══ EXERCISE INPUT ══

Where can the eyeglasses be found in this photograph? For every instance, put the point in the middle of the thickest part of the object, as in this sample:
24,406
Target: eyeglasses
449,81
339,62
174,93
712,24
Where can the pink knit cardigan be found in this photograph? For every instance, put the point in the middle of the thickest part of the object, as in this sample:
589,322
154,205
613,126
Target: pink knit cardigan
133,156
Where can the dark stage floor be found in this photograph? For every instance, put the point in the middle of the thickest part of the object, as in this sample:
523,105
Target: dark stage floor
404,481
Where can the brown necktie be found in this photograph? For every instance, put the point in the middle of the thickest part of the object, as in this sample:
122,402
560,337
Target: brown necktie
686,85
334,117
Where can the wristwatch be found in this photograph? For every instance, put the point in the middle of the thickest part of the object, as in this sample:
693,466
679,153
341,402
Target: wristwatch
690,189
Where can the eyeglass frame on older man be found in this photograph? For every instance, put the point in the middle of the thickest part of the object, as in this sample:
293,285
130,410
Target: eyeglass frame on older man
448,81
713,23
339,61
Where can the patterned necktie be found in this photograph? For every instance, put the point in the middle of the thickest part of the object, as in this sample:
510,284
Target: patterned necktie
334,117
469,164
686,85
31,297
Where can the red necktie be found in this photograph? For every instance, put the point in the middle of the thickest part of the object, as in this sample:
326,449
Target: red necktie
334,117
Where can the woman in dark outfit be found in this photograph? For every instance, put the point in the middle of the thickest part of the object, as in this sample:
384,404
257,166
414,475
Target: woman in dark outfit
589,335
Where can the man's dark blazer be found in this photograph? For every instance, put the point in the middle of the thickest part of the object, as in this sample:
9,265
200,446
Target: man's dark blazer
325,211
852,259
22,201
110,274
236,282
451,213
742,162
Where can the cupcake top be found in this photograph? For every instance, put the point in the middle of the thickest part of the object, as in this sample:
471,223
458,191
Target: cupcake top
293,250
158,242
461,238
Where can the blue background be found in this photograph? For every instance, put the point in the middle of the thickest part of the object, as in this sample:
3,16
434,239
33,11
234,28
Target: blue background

═══

• [TASK INSTRUCTIONS]
All of the data needs to be printed once more, exactly.

• [ANSWER IN FULL]
Where can the eyeglasses be found in this photograph? For every instance, put the point in the middle of the thickest part of the object, as in this sample:
24,406
Target: eyeglasses
449,81
339,62
174,93
712,24
Where can the pink knit cardigan be found in this photograph? For every instance, put the point in the middle of the thickest part of the object, as in this sample:
589,322
154,205
613,126
Target: pink knit cardigan
133,156
Where can the dark stage floor be found in this photograph? For every instance, put the point in the middle of the thickest part of the object, as in this sample:
523,105
Target: dark stage floor
404,481
Where can the brown necktie be found in this photograph? For every instance, put the point in the middle of the thickest part of the object, as in this sample:
122,402
560,337
Target: brown necktie
686,85
334,117
Where can the wristwatch be found in this photograph? For every instance, put the point in the middle of the thickest part of the object, as in this sample:
693,466
679,153
341,402
Target: wristwatch
690,189
Where can the eyeglass frame on older man be found in this photograph? For every instance, put the point in the middle of the thickest part of the object, as in this sample:
293,285
130,410
Target: eyeglass frame on older man
448,81
713,23
339,61
Where can the patterned necktie be found in this photograph? For every instance, put the point in the middle of the thickest part of the object, as in this sample:
510,284
Target: patterned necktie
334,117
469,164
686,85
31,297
Where can the red necktie be found in this photograph? For every instance, put the point in the middle of the thickest part of the object, as in this sample:
326,449
Target: red necktie
334,117
Where can the woman in dark outfit be found in this photograph? For every instance, put the point in the middle of the thickest part of the object, as in this sample:
384,404
257,166
414,475
Target: woman in dark outfit
589,335
Where can the man's dark blazer be found in this photograph? For every instance, put the point in the middle of the thickest part of the object, as in this sample:
9,265
200,446
Target: man's dark blazer
325,211
852,259
22,201
110,274
236,282
451,213
742,162
Where can the cupcake top be found in this photograph? For every instance, put the point in the middle of the thickest part of the object, as in this sample:
471,223
458,191
Target: cupcake top
293,250
158,242
461,238
Where can the blue background be found in this photograph? For every instance, put the point in the middle of the thickest part of the object, as in this sample:
3,16
434,239
33,11
234,28
Target: blue background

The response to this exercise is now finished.